§ **ACTIVITY**: Reproduce the following entries exactly, leaving nothing out.

§ **EXTRACTED MATERIAL**:
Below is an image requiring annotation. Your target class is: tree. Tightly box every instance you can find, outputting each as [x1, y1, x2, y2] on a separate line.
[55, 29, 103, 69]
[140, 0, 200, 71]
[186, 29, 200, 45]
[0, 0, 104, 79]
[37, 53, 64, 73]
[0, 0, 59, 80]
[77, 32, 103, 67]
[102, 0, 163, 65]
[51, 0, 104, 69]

§ **EXERCISE RESPONSE**:
Below is an image requiring annotation. Your target class is: tree. Tightly box every instance you can find, outputting each as [x1, y1, x2, y2] on a separate line.
[55, 29, 103, 69]
[140, 0, 200, 71]
[186, 29, 200, 45]
[0, 0, 104, 79]
[37, 53, 64, 73]
[0, 0, 59, 80]
[77, 32, 103, 67]
[102, 0, 163, 65]
[51, 0, 104, 69]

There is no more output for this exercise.